- [TASK SET]:
A. Using the pandemic fraud article, answer each question on its own line:
(i) From which country were Ayvazyan and Terabelian extradited?
(ii) How long were they on the run before being brought back?
(iii) How many days after Terabelian's father's death did they file an application in his name?
B. Carry on the pandemic fraud article from its final sentence with a few more paragraphs in the same news style.
==== TEXT PASSAGE
A husband and wife who led one of the most brazen pandemic fraud rings revealed to date were extradited from Montenegro late Thursday and will face a federal judge in Los Angeles on Friday.
Richard Ayvazyan and Marietta Terabelian had gone to trial and were convicted of their part in the $20 million fraud scheme, but skipped the country before the California couple could be sentenced and jailed. They were on the run for 14 months before being brought back.
Prosecutors called their scheme a “horrendous fraud,” saying they were “relentless” in their efforts to steal money. As soon as Congress approved the first pandemic assistance programs in March 2020, they went to work and stole until they were caught seven months later.
And they bragged about it.
“I didn’t sleep all night,” Ayvazyan said in one revealing text. “I was working 24 hours straight.”
They stole the identities of foreign exchange students and dead people. In one instance they waited just three days after Terabelian’s father’s death to file an application in his name. They also fabricated “synthetic” identities.
========
==== STORED DATA
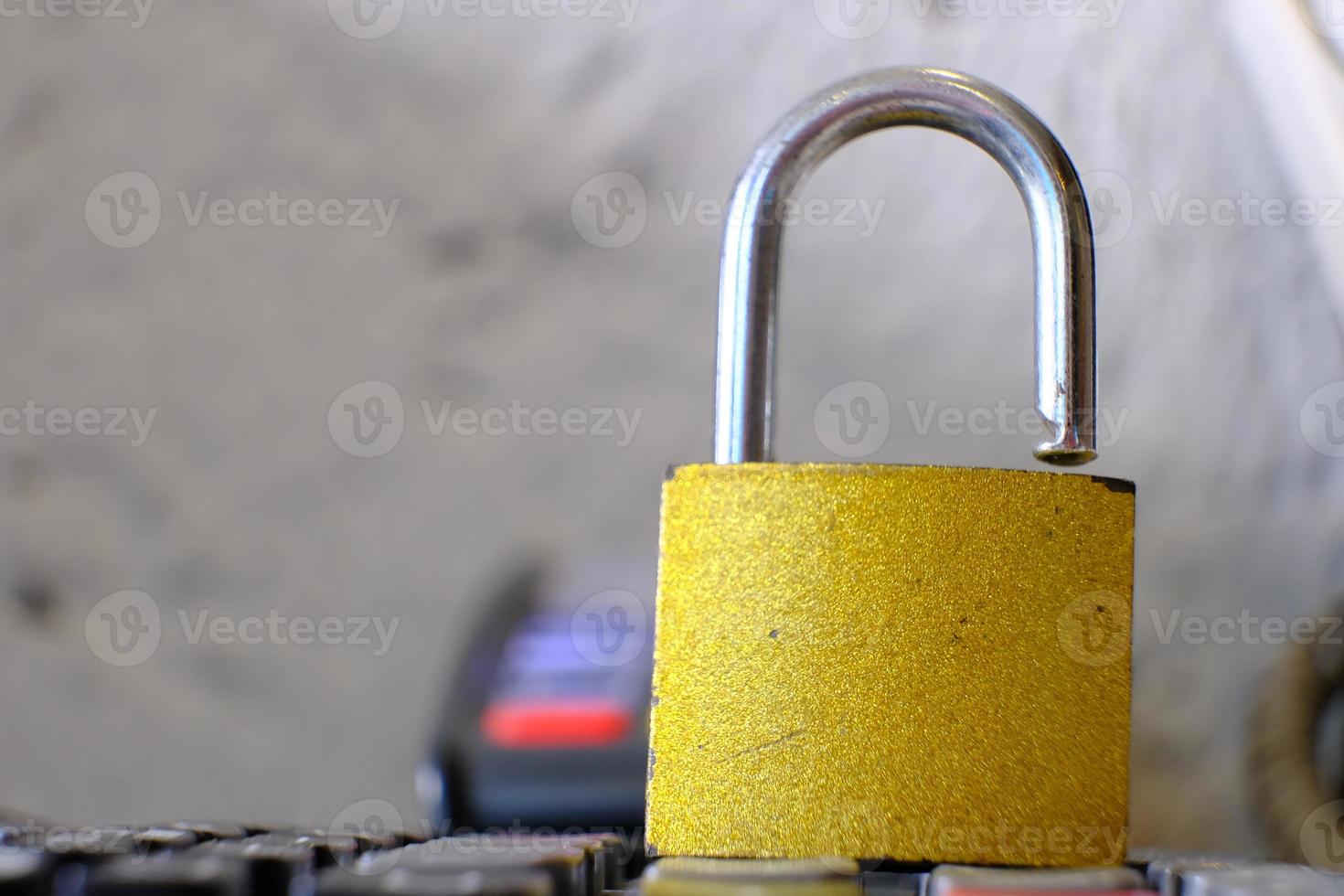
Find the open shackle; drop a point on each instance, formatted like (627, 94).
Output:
(1061, 228)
========
- [RESPONSES]:
A.
(i) Montenegro
(ii) 14 months
(iii) Three days

B.
Authorities appear to have been tipped to the scheme when the couple returned from a trip to Turks and Caicos Islands in October 2020. Customs and Border Protection officers found bogus identity documents and figured something was up.
As they began to unwind the scheme from there, they found homes, gold coins, expensive watches and bags of cash they tied back to the couple.
Raiding one home, they found plastic bags with more than $451,000 in cash in the bushes.
After trial and conviction, the government had asked a judge to hold the couple in custody pending sentencing. But they insisted they weren’t going anywhere, pointing to their ties to “family, children, church and business relationships.”
The judge released them and they immediately began stalling, refusing to meet with their probation officer or reveal their finances. After the court rejected their request to overturn the verdict, Ayvazyan’s ankle monitor went offline on Aug. 25, 2021.
Prosecutors said they “abandoned” their children during their flight from the law.
Ayvazyan was sentenced in absentia to 17 years in prison, and Terabelian was sentenced to six.